**Excerpted passage**:

====

Yes, and increasingly the media are trying to use subcontractors and to ensure that jobs aren't unionized anymore. Most of these places are unionized. We've been seeing this trend for several years now. Information is not a product. It isn't like Hygrade sausages. Everyone wants them, everyone eats them, but when we stop eating them, nobody wants them anymore. We can draw a parallel like that.
When you start to neglect local news for primarily financial reasons, you convince yourself that people want news about the province or the whole country. When we requested this study at the start of the year, we had doubts that the local news would have an impact on participation in the municipal elections. We verified it, and we confirmed that it was possible to establish a correlation between the quantity of news produced locally and the rate of participation in municipal elections. The document even indicates that the same may be true in federal elections. We compared 2011 to 2015, and we noted a trend, but that it was not proven to the same extent.

====

**Data**:
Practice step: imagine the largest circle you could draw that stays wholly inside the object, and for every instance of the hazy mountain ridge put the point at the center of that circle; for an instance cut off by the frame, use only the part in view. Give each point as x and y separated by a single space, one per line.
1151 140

====

**Goal**: In the passage on local news, what correlation did the study establish?

**Task answer**: The study established a correlation between the quantity of news produced locally and the rate of participation in municipal elections.